====== Extrait de page

Zwielicht a écrit :Le cerveau n'est pas un disque dur, certes, mais je vois un peu le même genre de problème. Les lettres viennent du clavier mais les mots ont une valeur autre que des lettres écrites au hasard. Je pense que l'organisation de l'information que l'on fait intellectuellement produit du "nouveau", à toutes fins pratiques. Une mélodie, ce sont des notes organisées. Mais bon.. je pense ne plus avoir rien à dire davantage sur ce sujet.
Est-ce qu'une phrase organisée contient davantage d'information qu'une séquence aléatoire? Selon la théorie de Shannon, non. Court exemple: si on a une séquence comme (1) abababababababab... il est plus simple d'apprendre la loi "répéter X à l'infini" et "X=ab" que d'apprendre toute la séquence en entier comme si chaque caractère était une nouvelle information imprévisible. Shannon permet de dire que la séquence (1) possède une entropie inférieure à la séquence (2) gietu80bkdb46dhbotra48geba3uig47921djkg8h... et c'est pourquoi la première est compressible. Ainsi, les lois du type "répéter X à l'infini" sont, selon moi, le genre de concepts qui s'élaborent nécessairement en relation avec les sens au départ. Nous apprenons à gérer l'information, à la catégoriser, à l'organiser en relation avec les perceptions que nous avons du monde. Sans information à classer, pas de concepts. Sans concepts, pas d'opérations sur les concepts et donc pas de raisonnement. Je comprends les concepts comme la matière première du raisonnement.
Zwielicht a écrit :Marie a écrit :Je pourrais peut-être reformuler ainsi: "Peut-on penser sans conceptualiser (faire des regroupements sous des étiquettes) sous une forme ou une autre?"
Il faut alors définir ce qu'est la pensée. Si on définit la pensée comme la faculté de conceptualiser toutefois, alors non. Mais tout animal présente une certaine activité cérébrale en tout temps (sauf p-ê certains stades de sommeil, je ne sais pas). N'est-ce pas de la pensée ?

============
====== Lignes de données

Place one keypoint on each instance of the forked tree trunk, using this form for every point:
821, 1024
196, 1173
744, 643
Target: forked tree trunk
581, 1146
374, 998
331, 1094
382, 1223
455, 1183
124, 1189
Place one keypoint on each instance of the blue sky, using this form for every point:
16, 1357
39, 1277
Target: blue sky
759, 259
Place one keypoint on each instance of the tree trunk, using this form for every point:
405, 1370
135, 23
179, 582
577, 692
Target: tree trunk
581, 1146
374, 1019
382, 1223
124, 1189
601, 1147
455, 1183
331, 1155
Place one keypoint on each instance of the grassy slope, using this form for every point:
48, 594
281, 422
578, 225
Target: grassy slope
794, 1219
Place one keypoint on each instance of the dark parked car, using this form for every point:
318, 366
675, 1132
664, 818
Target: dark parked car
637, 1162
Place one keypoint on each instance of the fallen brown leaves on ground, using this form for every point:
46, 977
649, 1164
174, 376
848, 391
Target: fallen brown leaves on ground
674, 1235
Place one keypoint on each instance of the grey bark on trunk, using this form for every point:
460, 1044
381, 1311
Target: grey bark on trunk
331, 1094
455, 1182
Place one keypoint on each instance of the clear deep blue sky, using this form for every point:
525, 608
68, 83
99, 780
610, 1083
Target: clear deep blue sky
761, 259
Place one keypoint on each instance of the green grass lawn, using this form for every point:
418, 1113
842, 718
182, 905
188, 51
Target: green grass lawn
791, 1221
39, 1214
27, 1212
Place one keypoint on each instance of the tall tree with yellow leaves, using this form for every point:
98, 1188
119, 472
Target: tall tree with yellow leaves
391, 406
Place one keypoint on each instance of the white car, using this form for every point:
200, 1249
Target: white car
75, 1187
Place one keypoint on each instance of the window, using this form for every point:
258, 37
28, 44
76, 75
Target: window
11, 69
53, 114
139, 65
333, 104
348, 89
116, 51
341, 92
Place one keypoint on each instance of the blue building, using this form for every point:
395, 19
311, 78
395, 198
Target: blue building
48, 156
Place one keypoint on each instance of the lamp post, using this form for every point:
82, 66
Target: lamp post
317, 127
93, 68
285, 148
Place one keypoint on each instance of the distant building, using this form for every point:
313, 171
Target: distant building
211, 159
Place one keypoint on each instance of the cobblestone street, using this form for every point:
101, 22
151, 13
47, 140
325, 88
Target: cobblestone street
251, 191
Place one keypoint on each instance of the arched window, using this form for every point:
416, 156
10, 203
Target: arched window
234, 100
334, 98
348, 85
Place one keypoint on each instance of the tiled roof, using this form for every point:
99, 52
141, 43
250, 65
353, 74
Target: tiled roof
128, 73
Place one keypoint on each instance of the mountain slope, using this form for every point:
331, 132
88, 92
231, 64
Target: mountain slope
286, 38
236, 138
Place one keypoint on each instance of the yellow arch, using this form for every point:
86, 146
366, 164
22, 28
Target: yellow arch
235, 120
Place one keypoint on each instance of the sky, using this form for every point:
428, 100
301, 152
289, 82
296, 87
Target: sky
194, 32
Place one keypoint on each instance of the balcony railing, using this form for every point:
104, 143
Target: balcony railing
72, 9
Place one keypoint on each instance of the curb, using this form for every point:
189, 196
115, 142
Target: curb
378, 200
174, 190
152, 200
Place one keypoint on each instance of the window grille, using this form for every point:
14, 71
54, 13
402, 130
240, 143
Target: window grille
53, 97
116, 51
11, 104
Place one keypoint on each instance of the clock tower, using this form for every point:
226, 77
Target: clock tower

============

▸ À faire
1) Selon l'extrait sur la pensée et les concepts, pourquoi la séquence (1) est-elle compressible ?
2) Traduisez en anglais cette phrase de l'extrait sur la pensée et les concepts : « Je comprends les concepts comme la matière première du raisonnement. »
3) Reprenez l'extrait sur la pensée et les concepts après sa dernière phrase.

▸ Tâches résolues
1) Parce qu'elle possède une entropie inférieure à celle de la séquence (2).

2) I understand concepts as the raw material of reasoning.

3)
Je voulais surtout mettre l'accent sur le fait que l'on pense en faisant référence à des regroupements d'objets, à des concepts (ce que l'on nomme techniquement un "signe"). Sans signes, il semble impossible de penser. Est-ce que l'on peut imaginer quelque chose qui n'est pas délimité, qui ne s'oppose pas à autre chose, qui ne représente pas un groupe d'objets, ou une sensation, ou un groupe de sensations, etc. Pour penser, la plupart des philosophes depuis Aristote s'entendent pour dire que nous utilisons une espèce
d'étiquette ("label") ou d'
image mentale de l'objet réel (la représentation interne que nous avons de la réalité si on veut, ou l'aspect qui fait intervenir la métaphysique selon le découpage que tu avais donné avec Planck précédemment). Peut-on penser sans de telles étiquettes, sans
signes? Ça semble difficile d'imaginer à quoi on pourrait penser si on ne faisait référence à aucun groupe de caractéristiques. Et comment peut-on imaginer des groupes de caractéristiques si on ne les a pas expérimentées d'une manière ou d'une autre? Peut-on créer des regroupements de caractéristiques dans son esprit sans jamais avoir reçu des données à regrouper en provenance de nos sens?
Je vais tenter de faire une brève introduction de la théorie du signe de Peirce, car c'est la théorie enseignée en sémiotique (si ça t'intéresse). Peirce considérait que le signe est triadique et se décompose comme suit:
1) le représentamem (ou l'étiquette, le signifiant -
signifier)
2) l'objet auquel il réfère (peut être réel ou non -
object)
3) l'interprétant (ou la signification que l'on donne au signe, le signifié -
signified)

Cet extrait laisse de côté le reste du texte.